**** Listing

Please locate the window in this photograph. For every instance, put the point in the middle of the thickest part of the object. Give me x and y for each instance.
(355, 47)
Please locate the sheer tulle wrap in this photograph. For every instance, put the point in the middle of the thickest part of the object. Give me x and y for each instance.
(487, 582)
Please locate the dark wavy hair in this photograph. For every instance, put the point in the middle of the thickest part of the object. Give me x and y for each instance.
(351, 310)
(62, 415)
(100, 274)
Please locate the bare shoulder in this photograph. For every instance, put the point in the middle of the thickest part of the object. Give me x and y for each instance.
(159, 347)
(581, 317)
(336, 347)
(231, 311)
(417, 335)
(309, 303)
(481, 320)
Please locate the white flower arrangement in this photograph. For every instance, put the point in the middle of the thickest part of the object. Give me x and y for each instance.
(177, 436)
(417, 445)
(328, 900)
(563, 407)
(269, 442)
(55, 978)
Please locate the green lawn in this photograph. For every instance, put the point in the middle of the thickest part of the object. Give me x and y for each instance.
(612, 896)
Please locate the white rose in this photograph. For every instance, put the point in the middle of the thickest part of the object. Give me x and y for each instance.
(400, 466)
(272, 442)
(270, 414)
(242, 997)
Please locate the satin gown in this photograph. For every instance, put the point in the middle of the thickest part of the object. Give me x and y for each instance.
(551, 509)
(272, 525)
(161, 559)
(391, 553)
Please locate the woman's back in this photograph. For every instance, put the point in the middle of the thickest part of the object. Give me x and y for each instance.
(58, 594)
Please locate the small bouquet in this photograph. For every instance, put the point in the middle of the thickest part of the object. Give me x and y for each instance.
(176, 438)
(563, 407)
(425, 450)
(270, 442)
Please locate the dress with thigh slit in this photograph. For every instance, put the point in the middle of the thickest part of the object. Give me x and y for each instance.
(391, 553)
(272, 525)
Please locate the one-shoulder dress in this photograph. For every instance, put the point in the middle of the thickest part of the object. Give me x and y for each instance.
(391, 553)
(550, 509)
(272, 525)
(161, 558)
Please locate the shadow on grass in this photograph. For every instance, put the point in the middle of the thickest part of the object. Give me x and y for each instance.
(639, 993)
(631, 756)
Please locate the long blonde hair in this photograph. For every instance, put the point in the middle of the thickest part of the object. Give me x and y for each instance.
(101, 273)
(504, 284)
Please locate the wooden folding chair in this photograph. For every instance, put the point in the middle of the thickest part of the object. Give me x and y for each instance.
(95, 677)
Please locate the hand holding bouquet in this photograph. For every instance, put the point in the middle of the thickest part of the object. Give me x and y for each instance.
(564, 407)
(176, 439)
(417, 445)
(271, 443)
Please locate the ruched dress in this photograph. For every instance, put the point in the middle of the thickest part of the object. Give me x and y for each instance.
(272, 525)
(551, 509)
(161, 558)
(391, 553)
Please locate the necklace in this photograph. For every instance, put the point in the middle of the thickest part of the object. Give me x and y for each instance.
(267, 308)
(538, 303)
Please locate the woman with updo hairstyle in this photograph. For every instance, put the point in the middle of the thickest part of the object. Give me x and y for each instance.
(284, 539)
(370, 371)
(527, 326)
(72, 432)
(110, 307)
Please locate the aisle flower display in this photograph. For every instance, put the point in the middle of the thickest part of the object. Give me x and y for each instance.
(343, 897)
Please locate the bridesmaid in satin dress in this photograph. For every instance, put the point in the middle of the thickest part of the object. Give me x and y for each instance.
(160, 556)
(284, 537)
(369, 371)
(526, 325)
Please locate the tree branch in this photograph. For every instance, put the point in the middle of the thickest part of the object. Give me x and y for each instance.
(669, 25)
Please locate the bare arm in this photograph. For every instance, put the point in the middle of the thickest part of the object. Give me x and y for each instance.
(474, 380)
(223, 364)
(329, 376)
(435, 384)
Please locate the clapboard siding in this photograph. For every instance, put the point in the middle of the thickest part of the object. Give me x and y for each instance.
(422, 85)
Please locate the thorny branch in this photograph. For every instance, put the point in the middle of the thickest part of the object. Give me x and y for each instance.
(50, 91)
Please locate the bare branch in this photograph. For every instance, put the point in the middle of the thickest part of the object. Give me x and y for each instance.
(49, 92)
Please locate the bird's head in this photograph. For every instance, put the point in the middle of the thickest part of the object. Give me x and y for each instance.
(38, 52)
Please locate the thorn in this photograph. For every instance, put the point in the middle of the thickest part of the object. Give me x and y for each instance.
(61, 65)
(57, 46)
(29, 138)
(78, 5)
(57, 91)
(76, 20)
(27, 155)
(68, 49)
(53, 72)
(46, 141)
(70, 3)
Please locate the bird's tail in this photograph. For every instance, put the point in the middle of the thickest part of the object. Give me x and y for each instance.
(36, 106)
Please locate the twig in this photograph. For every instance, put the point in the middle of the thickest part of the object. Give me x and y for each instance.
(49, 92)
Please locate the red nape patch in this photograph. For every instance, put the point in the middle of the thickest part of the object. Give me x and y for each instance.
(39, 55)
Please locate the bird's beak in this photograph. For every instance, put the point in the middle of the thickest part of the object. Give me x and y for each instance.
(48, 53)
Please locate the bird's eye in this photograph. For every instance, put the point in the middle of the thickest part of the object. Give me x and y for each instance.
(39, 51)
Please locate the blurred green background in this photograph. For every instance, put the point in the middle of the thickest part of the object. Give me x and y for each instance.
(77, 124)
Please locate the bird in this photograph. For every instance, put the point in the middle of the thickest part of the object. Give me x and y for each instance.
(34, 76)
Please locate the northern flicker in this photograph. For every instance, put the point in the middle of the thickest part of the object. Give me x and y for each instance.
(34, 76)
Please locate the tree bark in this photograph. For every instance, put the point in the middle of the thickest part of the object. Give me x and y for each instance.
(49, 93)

********
**** Listing

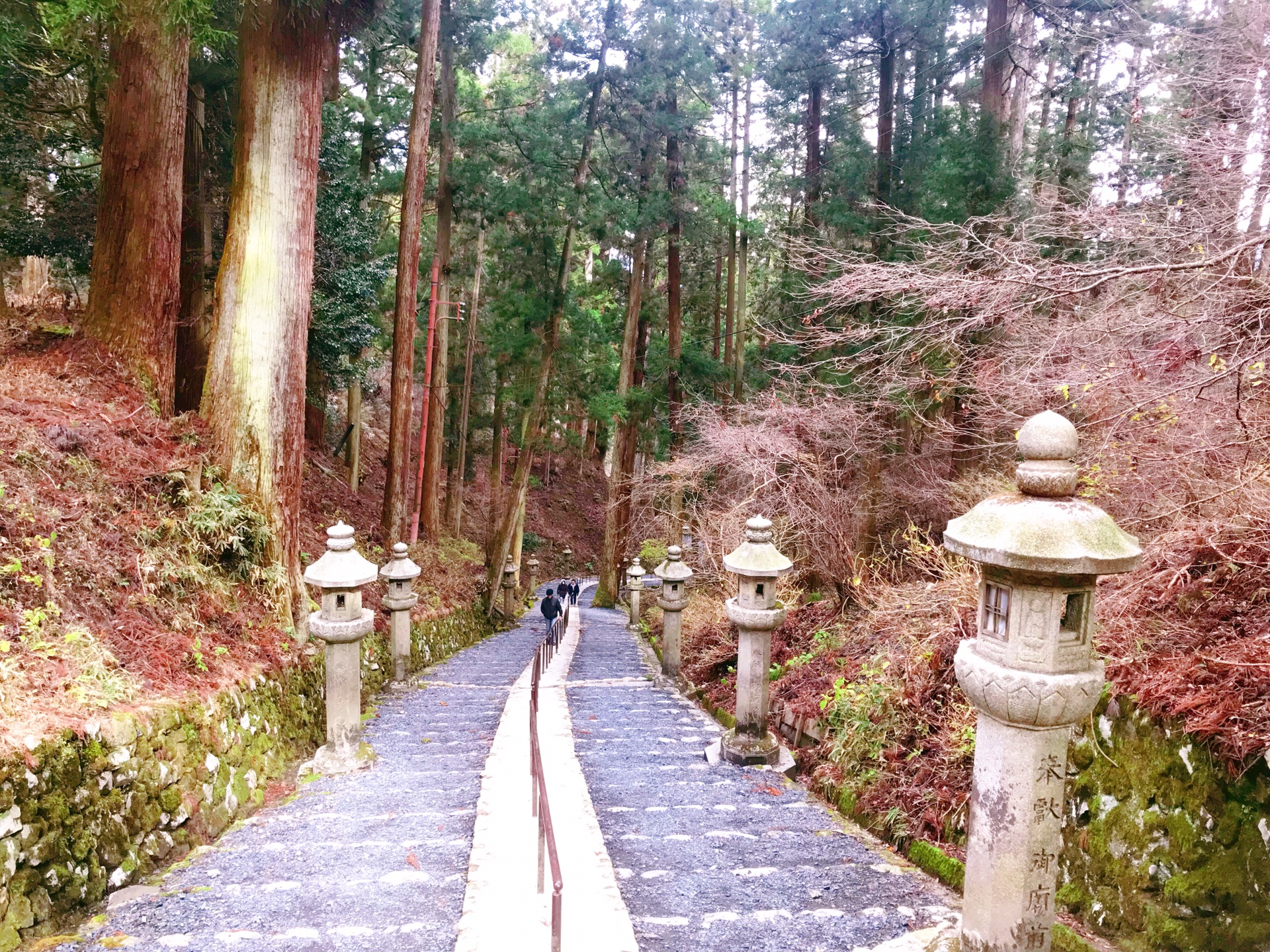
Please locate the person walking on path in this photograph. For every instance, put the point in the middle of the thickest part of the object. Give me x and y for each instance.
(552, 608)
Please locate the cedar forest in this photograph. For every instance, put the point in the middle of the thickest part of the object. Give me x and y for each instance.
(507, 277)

********

How many lines in the rows above contain the string "satin"? Case counts, so a different capitalization is not a match. Give only the number.

2